### Opdracht 1
Schrijf het deel van de brontekst over dat begint met de woorden met "Overeenkomstig artikel 10, §1" en eindigt met "de civiele veiligheid.", en hernoem daarin "civiele veiligheid" tot "openbare veiligheid".
### Opdracht 2
Beantwoord de volgende vragen over de brontekst over de coronamaatregelen.
(a) Op welke datum is het oorspronkelijke Ministerieel besluit over de dringende maatregelen genomen?
(b) Welk artikel van de wet van 15 mei 2007 bepaalt de straffen?
(c) Bij niet-naleving van de maatregelen uit welke artikelen van het Ministerieel besluit kunnen die straffen worden opgelegd?
### Opdracht 3
Herschrijf de alinea in de brontekst die begint met "Overeenkomstig artikel 10" als een beknopte lijst met de belangrijkste feiten.

### Brontekst

********************

Overeenkomstig artikel 10, §1 van het Ministerieel besluit van 23 maart 2020 houdende dringende maatregelen om de verspreiding van het coronavirus COVID-19 te beperken, zoals gewijzigd bij Ministeriële besluiten van 24 maart 2020, 3 april 2020, 17 april 2020 en 30 april 2020 kan de niet-naleving van de maatregelen vervat in de artikelen 1, 4, 5, 8 en 8bis van het Ministerieel besluit beteugeld worden met de straffen bepaald door artikel 187 van de wet van 15 mei 2007 betreffende de civiele veiligheid.

********************

### Aangeleverde gegevens
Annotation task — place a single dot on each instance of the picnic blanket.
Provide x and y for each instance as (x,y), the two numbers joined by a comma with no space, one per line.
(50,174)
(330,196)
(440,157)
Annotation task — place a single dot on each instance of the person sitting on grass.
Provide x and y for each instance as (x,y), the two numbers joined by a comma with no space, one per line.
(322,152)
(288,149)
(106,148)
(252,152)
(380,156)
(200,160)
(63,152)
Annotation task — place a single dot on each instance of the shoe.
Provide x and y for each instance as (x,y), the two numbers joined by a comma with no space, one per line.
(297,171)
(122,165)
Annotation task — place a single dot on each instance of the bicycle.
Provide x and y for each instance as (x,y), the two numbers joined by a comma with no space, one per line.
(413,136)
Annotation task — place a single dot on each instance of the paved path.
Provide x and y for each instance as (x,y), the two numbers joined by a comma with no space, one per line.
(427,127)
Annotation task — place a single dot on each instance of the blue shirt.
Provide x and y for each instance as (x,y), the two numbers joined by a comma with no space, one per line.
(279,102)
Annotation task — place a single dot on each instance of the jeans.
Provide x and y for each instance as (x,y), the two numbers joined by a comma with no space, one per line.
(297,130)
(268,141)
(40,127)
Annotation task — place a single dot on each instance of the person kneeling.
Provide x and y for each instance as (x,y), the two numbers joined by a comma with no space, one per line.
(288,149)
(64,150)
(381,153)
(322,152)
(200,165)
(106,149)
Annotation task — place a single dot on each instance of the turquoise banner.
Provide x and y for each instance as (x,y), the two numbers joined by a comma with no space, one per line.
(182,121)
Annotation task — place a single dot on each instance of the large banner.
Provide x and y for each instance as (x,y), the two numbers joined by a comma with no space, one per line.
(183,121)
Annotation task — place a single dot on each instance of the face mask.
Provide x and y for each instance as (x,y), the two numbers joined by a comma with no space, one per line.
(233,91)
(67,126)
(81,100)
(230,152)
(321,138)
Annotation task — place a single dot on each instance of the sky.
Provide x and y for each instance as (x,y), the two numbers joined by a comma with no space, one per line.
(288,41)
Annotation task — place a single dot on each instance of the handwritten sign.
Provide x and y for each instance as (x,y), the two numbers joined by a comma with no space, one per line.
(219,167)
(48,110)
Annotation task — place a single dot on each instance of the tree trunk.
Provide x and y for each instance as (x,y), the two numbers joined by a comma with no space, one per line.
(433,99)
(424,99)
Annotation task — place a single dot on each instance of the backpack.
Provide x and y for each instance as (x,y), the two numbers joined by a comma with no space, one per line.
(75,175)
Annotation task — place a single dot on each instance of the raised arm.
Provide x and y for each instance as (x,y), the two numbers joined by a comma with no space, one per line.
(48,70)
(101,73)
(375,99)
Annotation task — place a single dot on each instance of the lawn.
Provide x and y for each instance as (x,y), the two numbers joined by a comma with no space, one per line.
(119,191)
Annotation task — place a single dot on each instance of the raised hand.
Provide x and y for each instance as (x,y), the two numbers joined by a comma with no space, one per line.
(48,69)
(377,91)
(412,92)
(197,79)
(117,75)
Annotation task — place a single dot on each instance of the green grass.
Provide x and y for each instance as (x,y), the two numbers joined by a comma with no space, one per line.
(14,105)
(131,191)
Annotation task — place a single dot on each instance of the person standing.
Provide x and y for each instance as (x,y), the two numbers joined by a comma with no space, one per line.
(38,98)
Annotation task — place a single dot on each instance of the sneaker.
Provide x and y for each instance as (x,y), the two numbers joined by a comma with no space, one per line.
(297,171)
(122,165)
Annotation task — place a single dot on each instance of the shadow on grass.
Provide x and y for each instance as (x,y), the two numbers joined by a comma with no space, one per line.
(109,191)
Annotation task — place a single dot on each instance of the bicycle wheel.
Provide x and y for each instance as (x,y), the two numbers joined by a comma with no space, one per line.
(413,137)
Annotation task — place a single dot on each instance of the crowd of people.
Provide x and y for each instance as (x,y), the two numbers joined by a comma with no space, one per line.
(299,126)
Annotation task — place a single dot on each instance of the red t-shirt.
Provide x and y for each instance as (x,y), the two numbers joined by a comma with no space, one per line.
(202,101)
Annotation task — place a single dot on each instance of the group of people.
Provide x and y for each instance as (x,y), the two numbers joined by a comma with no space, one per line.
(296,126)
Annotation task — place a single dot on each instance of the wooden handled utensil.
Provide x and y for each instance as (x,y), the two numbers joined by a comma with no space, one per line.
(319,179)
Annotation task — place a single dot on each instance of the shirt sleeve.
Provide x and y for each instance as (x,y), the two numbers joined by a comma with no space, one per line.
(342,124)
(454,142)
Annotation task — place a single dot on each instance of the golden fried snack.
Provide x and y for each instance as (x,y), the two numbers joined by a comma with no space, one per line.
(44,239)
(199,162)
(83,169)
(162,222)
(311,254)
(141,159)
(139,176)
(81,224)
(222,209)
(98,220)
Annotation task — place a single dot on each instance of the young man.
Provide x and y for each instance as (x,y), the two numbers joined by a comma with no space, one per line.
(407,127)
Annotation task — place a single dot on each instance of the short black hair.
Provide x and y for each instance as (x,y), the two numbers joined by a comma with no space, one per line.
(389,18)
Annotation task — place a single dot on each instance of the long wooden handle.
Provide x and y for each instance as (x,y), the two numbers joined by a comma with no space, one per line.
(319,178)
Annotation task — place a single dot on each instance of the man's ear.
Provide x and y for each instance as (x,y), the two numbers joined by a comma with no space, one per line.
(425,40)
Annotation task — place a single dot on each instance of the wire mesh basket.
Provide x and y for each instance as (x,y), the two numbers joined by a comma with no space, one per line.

********************

### Oplossing 1
Overeenkomstig artikel 10, §1 van het Ministerieel besluit van 23 maart 2020 houdende dringende maatregelen om de verspreiding van het coronavirus COVID-19 te beperken, zoals gewijzigd bij Ministeriële besluiten van 24 maart 2020, 3 april 2020, 17 april 2020 en 30 april 2020 kan de niet-naleving van de maatregelen vervat in de artikelen 1, 4, 5, 8 en 8bis van het Ministerieel besluit beteugeld worden met de straffen bepaald door artikel 187 van de wet van 15 mei 2007 betreffende de openbare veiligheid.

### Oplossing 2
(a) Op 23 maart 2020.
(b) Artikel 187.
(c) De artikelen 1, 4, 5, 8 en 8bis.

### Oplossing 3
- Grondslag: artikel 10, §1 van het Ministerieel besluit van 23 maart 2020 met dringende maatregelen om de verspreiding van het coronavirus COVID-19 te beperken.
- Wijzigingen van dat besluit: Ministeriële besluiten van 24 maart, 3 april, 17 april en 30 april 2020.
- Bestrafbaar: niet-naleving van de maatregelen uit de artikelen 1, 4, 5, 8 en 8bis van het besluit.
- Straffen: bepaald door artikel 187 van de wet van 15 mei 2007 betreffende de civiele veiligheid.